ФРАГМЕНТ СТРАНИЦЫ:
Шрифт:
Интервал:
Закладка:
Глава девятая Состояние памяти. После Холокоста
К кому теперь мне обратиться и кто может подсказать мне слова песни? К старому кантору, который знал все гимны святых поэтов? — Я все, что осталось от их слез.
Ш.-Й. Агнон, 1962
Многие годы в гостиной моих родителей висела большая картина, написанная маслом. На ней была изображена многолюдная варшавская улица, полная крупных и мелких фигур евреев, идущих по разным делам. Моей матери особенно нравился шарманщик, который смотрел прямо на вас из самой середины полотна: он напоминал ей об уличных певцах в виленских дворах ее молодости и о ней самой в те времена, полуулыбчивой, полупечальной. Что касается меня, я помню, что восхищался носильщиком с огромной корзиной угля на спине, потому что даже ребенком я понимал, что он непропорционально больше других фигур и выделяется среди них. Почему же, думал я, такой взрослый художник, как Йосл Бергнер, рисовал не лучше ребенка?

ФРАГМЕНТЫ ДАННЫХ:
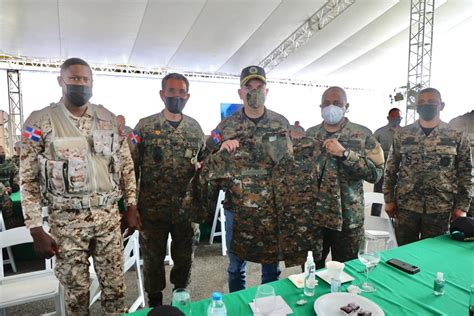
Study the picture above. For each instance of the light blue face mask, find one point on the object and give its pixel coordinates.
(332, 114)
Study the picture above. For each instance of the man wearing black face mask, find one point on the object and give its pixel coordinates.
(73, 156)
(9, 183)
(427, 174)
(384, 136)
(164, 149)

ВАША ЗАДАЧА:
Кто был изображен в самой середине полотна, согласно отрывку о картине с варшавской улицей?

ОТВЕТ:
Шарманщик, который смотрел прямо на зрителя.